> [AIM OF THE EXERCISE]:
Reproduce verbatim every line of the listing, starting with the line that contains "Wanted | a point on the brown" and going on through the final line of the listing.
■ ■ ■ ■ ■
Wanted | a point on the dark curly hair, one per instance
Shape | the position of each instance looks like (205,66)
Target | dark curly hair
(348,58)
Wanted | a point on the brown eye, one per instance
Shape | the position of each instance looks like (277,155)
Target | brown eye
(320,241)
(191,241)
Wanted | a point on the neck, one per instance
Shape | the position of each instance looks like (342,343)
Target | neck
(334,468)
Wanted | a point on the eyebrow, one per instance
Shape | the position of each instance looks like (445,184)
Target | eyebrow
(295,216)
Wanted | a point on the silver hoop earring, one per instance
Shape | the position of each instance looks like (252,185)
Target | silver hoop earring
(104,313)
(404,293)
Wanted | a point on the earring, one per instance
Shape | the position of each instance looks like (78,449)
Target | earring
■ ■ ■ ■ ■
> [SOLUTION TO THE EXERCISE]:
Wanted | a point on the brown eye, one per instance
Shape | the position of each instance looks like (277,155)
Target | brown eye
(320,241)
(191,241)
Wanted | a point on the neck, one per instance
Shape | the position of each instance looks like (342,343)
Target | neck
(334,468)
Wanted | a point on the eyebrow, one per instance
Shape | the position of each instance looks like (445,184)
Target | eyebrow
(295,216)
Wanted | a point on the silver hoop earring, one per instance
Shape | the position of each instance looks like (252,185)
Target | silver hoop earring
(104,313)
(404,293)
Wanted | a point on the earring, one per instance
Shape | the position of each instance looks like (78,449)
Target | earring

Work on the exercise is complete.